= Text segment =
-- Start --
Referring to FIG. 5, an example of the feature normalized output for the spectral centroid, and its 15^thorder polynomial encoded approximation, is shown. In this regard, FIG. 5 shows the result of applying polynomial encoding of 15^thorder to the spectral centroid over the speech duration (after feature normalization which includes isolating low spectral centroids where there is no speech between words) for the same male speech, with the curve at 500 showing spectral centroid and the curve at 502 showing the polynomially encoded results). Additionally, for the example of FIGS. 4(a)-4(e), the machine learning model 122 may be trained to authenticate a second female speech signal with the same phrase “A toy fell from the window”. In this regard, the classifier may be designed to provide a binary class representation at the output for the N_o=2 output neurons (i.e., male speech trained to be classified with o_male={1, −1} and o_female={−1, 1}). The training set may include 50 encoded feature-vectors per class (e.g., with the two classes, the training size may be specified as 100). The M_training=Σ_iM_i=25 per class may be derived as: encoded feature vector associated with the original speech (i.e., M₁=1), feature-vectors from rate adjusted p as in FIG. 3 (i.e., M₂=8), and dynamic time warping based encoded feature vectors for all combinations of p relative to p=0 (M₃=16).
-- End --
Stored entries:
-- Start --
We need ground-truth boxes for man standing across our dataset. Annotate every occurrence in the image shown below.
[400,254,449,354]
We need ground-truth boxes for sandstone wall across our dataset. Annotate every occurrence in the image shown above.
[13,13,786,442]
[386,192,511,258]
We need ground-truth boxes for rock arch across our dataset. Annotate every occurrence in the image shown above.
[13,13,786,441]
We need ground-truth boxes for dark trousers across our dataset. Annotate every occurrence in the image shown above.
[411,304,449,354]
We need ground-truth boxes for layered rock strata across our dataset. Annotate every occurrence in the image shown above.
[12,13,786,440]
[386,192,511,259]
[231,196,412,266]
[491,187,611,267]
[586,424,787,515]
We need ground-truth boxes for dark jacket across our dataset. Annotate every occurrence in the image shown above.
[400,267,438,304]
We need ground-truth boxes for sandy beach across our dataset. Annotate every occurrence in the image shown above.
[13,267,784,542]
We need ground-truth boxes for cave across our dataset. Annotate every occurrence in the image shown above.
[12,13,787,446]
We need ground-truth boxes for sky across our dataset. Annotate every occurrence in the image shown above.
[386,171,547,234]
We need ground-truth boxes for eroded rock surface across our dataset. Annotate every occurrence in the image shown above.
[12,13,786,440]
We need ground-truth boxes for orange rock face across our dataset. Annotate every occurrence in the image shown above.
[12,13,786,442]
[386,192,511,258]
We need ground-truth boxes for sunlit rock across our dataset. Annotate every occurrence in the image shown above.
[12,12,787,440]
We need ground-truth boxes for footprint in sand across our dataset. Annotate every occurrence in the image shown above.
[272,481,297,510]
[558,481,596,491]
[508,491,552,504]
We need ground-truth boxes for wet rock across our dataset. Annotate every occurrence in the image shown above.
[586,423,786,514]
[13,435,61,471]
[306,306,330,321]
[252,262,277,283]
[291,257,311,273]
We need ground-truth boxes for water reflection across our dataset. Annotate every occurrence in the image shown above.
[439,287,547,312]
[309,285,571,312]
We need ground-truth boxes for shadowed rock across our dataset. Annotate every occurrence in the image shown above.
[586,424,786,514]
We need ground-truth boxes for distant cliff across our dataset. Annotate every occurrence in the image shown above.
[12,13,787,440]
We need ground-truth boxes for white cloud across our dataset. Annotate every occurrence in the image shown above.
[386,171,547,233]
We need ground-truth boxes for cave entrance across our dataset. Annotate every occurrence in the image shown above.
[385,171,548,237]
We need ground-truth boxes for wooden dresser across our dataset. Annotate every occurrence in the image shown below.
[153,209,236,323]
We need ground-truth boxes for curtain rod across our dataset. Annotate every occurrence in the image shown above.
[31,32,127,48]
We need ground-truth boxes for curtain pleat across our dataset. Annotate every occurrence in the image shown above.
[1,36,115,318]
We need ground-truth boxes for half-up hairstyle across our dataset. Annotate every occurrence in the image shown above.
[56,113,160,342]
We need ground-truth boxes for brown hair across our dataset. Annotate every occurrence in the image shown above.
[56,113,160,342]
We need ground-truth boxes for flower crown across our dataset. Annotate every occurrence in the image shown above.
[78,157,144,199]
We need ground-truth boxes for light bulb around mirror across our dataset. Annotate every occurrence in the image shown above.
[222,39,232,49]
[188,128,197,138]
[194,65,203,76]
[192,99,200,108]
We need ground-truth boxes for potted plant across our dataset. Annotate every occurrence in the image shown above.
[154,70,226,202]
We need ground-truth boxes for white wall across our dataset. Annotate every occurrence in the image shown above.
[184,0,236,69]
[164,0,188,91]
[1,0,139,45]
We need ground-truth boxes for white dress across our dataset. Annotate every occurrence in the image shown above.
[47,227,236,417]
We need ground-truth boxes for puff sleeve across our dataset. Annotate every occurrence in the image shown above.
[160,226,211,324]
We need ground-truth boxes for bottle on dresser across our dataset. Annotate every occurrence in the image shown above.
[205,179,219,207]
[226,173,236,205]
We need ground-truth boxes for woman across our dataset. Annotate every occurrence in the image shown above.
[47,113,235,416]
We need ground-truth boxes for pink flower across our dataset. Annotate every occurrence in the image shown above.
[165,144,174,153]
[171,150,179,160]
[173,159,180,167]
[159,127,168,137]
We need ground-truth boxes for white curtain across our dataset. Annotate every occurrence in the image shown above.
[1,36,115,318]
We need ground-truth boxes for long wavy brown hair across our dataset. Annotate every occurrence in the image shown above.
-- End --
-- Start --
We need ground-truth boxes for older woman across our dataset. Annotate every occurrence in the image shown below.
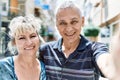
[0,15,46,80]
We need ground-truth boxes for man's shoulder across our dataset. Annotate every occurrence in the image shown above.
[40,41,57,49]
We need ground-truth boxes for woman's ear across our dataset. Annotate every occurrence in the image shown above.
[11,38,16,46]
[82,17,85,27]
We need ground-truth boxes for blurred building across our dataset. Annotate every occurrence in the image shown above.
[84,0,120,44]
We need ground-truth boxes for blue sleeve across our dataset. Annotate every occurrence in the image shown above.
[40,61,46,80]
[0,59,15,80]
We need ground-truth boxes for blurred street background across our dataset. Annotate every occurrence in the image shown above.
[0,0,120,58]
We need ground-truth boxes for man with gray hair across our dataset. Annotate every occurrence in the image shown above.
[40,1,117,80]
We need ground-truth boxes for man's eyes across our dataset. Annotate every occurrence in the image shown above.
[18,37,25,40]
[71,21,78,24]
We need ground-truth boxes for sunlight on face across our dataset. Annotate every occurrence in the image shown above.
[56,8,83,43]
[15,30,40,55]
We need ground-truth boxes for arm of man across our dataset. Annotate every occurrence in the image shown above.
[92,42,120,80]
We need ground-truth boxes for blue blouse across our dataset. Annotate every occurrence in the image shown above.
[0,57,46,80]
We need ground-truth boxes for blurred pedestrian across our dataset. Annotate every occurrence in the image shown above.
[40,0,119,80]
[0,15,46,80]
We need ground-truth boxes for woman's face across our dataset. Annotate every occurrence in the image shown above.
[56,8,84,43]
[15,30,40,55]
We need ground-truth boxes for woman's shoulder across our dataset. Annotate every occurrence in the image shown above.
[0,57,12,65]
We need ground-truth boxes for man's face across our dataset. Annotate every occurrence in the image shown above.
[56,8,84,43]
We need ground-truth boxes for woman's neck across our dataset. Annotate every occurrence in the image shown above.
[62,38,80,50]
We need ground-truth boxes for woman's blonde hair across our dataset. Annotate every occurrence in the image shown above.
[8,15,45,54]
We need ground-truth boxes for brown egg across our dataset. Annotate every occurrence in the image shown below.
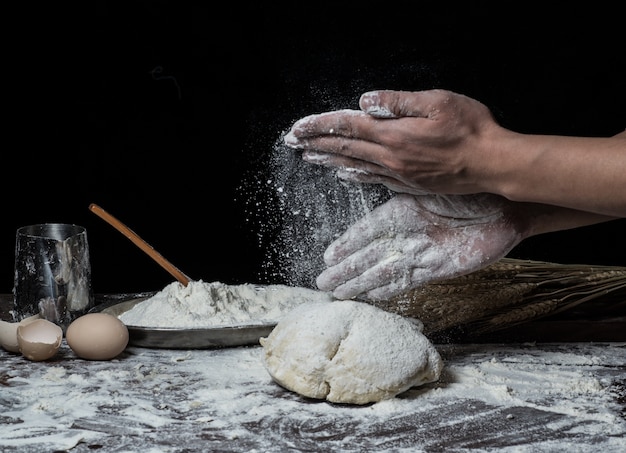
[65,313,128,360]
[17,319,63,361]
-- End --
= Goals =
- a) Please list the three kinds of encoded feature vectors that the speech-authentication passage says make up the per-class training count, each with its M value.
- b) Carry the speech-authentication passage forward, starting after its final sentence.
None of the stored material is needed here.

= Replies =
- a)
- Encoded feature vector associated with the original speech (M₁=1)
- Feature-vectors from rate adjusted p as in FIG. 3 (M₂=8)
- Dynamic time warping based encoded feature vectors for all combinations of p relative to p=0 (M₃=16)

- b)
In order to test operation of the apparatus 100, the classification accuracy for the male and female Hearing in Noise Test signals with speech may be rate-adjusted such that 0<p<20 and p {±5%, ±10%, ±15%, ±20%}, and further, speech at different rates may be recorded from four users (e.g., users (1) to (4)) with the same phrase, giving a total of six different speech sources (including two from the Hearing in Noise Test database). In this regard, listening assessments may be performed at various speech rates to ensure naturalness. Further, FIG. 6 illustrates an example encoded feature set visualization with t-distributed stochastic neighbor embedding (t-SNE) to illustrate operation of the apparatus 100. The t-SNE may represent a t-distributed stochastic neighbor embedding (t-SNE) is a machine learning technique for dimensionality reduction. Referring to FIG. 6, the features with respect to users (1) to (4) are shown clustered appropriately with low overlap to allow the machine learning model 122 to perform with high accuracy and robustness.
FIG. 7 illustrates an example of an authentication analysis to illustrate operation of the apparatus 100.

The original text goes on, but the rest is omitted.